What to do -
Please rewrite the part that opens with the line containing "mask job: shallow water" and closes with the line containing "Give the mask of every instance of the shallow", putting "still water" wherever "shallow water" appears and keeping everything else the same.

Material for this task -
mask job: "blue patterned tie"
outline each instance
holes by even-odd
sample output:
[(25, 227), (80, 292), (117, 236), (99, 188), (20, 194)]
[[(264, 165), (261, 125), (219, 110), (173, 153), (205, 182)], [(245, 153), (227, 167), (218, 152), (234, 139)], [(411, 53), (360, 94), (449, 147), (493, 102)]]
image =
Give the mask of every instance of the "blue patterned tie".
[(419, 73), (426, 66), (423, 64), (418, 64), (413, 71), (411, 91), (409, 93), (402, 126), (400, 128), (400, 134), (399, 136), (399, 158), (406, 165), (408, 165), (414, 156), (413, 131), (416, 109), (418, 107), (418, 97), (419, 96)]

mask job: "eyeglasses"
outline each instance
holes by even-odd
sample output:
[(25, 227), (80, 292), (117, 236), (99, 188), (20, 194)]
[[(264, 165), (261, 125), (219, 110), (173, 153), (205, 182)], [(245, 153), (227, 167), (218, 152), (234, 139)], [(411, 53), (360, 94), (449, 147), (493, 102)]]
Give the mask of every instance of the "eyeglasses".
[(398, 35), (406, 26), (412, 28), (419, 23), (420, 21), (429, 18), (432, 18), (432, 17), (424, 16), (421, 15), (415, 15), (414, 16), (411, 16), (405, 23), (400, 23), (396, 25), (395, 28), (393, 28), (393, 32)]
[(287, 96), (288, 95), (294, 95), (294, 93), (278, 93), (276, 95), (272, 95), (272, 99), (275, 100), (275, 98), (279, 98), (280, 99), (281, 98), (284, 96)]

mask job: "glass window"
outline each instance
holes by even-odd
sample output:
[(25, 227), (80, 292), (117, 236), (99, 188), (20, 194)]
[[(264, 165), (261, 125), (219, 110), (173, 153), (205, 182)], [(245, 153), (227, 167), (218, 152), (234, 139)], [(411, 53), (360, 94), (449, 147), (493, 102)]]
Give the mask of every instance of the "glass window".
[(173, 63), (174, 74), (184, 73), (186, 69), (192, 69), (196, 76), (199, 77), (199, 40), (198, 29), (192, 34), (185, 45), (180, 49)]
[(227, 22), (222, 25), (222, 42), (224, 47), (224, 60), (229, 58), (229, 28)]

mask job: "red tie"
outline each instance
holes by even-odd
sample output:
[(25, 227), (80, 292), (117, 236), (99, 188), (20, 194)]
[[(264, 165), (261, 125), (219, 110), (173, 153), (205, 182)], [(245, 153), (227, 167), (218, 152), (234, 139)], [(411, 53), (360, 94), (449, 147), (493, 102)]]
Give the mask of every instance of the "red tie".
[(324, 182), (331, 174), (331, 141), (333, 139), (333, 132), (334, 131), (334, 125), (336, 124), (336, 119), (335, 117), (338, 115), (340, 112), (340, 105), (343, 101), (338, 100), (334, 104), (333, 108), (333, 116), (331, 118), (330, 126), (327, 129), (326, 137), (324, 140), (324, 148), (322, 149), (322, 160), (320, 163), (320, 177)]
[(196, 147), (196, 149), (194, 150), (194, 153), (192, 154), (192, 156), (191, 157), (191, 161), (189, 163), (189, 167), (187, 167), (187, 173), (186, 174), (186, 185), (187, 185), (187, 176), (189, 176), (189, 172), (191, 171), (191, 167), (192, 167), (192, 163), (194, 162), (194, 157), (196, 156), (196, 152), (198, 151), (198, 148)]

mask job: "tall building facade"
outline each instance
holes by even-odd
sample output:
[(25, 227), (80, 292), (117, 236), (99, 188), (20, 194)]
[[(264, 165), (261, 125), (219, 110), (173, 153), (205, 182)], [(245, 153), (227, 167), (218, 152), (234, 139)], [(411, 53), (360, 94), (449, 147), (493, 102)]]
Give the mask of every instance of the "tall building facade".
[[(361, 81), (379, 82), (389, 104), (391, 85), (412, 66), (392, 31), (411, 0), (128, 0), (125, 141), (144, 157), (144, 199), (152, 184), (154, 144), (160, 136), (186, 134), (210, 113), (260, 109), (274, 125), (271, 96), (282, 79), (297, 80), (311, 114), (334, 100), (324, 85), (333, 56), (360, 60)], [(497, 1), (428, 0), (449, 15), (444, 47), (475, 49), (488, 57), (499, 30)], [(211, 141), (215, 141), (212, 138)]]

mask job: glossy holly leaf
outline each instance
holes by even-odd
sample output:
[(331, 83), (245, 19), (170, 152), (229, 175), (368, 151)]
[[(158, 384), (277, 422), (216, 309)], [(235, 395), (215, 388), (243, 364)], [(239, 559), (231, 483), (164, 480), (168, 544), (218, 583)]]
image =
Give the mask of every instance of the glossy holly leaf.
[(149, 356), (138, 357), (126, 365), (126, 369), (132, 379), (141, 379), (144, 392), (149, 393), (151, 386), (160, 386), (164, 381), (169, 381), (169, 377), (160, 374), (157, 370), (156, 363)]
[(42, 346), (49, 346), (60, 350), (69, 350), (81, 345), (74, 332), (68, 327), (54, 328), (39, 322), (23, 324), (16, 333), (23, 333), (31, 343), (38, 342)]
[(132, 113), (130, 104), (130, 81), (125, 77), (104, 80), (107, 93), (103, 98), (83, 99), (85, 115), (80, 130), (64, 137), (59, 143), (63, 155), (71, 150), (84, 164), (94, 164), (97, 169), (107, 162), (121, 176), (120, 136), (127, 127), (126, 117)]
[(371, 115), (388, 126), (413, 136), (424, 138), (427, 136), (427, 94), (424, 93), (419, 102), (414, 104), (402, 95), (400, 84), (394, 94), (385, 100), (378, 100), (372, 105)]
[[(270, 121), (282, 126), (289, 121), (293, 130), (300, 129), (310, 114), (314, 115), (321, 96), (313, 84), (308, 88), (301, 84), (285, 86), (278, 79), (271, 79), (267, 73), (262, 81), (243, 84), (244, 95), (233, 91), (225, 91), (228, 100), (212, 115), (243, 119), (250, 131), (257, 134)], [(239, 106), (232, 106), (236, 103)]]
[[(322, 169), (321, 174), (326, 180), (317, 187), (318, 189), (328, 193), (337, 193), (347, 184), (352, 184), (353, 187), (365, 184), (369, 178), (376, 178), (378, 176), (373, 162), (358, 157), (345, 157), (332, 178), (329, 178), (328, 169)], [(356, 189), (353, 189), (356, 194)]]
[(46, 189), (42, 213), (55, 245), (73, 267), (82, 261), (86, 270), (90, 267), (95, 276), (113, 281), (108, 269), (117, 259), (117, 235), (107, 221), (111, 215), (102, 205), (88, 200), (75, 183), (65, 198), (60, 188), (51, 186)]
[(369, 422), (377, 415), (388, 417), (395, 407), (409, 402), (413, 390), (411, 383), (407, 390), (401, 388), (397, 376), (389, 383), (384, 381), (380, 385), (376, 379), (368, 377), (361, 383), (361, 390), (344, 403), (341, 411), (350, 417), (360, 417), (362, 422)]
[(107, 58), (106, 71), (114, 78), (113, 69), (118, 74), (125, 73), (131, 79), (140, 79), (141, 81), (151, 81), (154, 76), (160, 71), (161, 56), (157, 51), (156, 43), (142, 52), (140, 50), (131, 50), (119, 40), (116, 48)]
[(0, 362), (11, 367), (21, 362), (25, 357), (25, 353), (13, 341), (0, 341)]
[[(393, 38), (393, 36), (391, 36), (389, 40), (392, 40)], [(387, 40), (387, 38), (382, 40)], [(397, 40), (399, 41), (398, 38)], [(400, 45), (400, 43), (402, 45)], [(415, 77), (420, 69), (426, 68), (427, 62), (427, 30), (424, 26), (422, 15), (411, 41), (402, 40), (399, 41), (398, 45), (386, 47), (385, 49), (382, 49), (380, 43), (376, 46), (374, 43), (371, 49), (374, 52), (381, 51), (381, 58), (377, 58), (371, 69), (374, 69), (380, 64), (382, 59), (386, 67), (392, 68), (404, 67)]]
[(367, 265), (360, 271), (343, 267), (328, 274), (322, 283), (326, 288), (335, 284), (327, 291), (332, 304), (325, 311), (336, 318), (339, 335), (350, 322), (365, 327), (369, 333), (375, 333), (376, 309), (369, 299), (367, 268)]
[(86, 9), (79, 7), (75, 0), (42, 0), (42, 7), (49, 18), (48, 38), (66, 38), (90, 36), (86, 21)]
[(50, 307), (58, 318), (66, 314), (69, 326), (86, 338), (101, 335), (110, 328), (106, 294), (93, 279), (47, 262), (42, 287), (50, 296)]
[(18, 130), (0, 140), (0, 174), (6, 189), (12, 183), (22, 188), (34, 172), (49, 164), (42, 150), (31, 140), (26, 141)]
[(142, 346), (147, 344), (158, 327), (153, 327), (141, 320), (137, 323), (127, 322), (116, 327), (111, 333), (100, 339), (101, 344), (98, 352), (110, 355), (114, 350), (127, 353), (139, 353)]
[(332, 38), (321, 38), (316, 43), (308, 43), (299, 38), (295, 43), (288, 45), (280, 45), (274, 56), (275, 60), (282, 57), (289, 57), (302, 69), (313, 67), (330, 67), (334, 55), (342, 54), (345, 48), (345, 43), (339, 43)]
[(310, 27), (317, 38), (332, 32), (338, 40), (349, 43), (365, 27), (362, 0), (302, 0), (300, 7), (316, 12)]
---
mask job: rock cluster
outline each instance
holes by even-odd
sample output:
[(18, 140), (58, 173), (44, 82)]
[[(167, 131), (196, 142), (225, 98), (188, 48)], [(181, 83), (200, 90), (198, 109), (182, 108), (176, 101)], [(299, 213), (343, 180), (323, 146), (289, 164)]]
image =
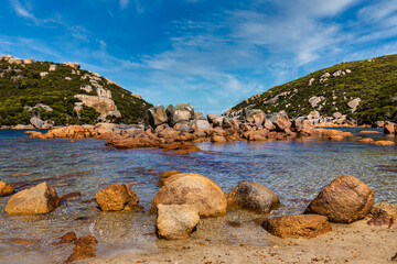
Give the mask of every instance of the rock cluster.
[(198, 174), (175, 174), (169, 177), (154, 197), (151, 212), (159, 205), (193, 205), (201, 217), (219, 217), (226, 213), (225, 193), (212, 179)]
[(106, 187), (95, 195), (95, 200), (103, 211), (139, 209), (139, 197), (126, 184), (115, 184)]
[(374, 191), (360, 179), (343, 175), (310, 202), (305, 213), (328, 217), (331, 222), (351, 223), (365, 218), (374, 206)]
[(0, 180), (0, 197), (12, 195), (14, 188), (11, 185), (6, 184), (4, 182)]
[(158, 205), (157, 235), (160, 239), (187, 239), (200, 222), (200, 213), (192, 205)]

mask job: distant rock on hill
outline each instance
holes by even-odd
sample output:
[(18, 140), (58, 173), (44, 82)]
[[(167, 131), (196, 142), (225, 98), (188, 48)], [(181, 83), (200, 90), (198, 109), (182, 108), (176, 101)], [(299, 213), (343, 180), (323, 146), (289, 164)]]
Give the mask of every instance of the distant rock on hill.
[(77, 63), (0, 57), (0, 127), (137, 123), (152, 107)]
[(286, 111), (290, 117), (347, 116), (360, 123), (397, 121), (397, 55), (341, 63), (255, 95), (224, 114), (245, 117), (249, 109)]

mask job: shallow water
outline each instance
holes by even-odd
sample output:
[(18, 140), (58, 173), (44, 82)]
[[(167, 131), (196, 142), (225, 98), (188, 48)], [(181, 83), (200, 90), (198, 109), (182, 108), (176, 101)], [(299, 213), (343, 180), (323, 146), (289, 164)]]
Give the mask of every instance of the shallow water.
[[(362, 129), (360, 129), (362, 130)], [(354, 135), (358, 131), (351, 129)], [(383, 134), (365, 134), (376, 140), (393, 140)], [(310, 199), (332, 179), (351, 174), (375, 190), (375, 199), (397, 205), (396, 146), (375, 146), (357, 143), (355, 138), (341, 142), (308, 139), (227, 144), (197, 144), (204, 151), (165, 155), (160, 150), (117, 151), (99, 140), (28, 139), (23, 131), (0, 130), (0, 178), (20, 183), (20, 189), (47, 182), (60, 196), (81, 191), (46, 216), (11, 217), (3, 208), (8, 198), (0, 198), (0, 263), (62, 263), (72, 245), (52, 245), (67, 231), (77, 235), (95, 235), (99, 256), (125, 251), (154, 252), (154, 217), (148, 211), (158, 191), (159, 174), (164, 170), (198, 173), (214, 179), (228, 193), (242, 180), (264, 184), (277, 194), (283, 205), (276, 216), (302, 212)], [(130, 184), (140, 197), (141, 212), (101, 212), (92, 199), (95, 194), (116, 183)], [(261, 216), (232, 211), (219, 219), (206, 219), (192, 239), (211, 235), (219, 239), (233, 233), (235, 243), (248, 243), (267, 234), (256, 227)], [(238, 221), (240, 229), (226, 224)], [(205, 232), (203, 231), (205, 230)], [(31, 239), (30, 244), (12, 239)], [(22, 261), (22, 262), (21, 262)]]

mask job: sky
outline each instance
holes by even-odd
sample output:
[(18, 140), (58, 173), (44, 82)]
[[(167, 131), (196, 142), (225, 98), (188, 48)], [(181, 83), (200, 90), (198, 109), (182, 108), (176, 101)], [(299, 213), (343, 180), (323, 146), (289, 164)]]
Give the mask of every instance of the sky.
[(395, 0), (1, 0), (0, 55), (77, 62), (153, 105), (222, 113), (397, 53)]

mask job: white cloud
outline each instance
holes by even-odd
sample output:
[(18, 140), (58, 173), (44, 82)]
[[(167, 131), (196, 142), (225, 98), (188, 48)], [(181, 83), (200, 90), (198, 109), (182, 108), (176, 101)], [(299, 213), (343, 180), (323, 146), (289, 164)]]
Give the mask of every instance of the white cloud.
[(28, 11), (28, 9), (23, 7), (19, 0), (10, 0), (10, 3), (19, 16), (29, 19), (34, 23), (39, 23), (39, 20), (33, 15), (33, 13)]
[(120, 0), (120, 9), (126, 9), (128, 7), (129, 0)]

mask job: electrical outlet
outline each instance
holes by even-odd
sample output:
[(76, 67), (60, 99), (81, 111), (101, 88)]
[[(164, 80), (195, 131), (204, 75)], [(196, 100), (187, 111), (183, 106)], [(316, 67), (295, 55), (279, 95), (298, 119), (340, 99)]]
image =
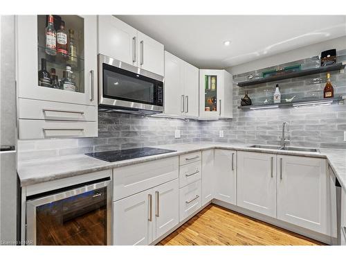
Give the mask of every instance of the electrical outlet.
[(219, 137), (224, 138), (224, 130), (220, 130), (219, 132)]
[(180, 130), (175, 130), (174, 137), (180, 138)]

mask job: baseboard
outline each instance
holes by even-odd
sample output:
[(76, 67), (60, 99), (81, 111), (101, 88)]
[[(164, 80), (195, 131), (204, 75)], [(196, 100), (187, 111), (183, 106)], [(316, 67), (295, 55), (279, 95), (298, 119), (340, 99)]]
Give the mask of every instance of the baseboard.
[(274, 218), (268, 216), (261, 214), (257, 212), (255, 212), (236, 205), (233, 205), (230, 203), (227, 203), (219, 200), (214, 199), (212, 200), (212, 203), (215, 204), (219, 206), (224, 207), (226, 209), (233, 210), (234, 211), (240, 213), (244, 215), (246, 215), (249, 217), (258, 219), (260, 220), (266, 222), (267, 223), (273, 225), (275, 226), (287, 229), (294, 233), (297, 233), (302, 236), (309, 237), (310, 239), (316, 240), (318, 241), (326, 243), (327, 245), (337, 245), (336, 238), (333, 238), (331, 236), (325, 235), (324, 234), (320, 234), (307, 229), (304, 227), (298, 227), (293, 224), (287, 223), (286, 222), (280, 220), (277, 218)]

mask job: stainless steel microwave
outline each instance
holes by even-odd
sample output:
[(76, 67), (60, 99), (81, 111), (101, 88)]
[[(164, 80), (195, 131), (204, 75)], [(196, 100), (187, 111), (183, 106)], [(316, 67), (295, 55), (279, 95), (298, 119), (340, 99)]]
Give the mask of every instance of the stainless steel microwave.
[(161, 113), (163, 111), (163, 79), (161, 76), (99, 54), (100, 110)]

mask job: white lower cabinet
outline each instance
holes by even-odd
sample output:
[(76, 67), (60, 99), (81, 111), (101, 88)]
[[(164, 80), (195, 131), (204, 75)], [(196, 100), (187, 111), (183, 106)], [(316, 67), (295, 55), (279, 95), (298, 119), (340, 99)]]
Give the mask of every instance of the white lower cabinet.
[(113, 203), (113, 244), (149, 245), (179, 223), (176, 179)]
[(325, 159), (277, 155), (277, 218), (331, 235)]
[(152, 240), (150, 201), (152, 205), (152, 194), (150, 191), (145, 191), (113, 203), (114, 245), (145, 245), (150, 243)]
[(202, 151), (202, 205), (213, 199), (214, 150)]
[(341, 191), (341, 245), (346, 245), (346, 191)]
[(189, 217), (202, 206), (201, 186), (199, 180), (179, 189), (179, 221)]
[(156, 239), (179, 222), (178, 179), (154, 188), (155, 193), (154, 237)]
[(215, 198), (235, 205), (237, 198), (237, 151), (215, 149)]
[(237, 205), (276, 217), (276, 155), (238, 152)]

In response -
mask job: still water
outline each instance
holes by even-odd
sample output:
[(18, 140), (58, 173), (44, 82)]
[[(167, 131), (196, 142), (225, 98), (188, 48)], [(181, 83), (200, 90), (198, 109), (182, 108), (176, 101)], [(299, 213), (343, 180), (323, 146), (289, 164)]]
Give the mask of every instance of the still water.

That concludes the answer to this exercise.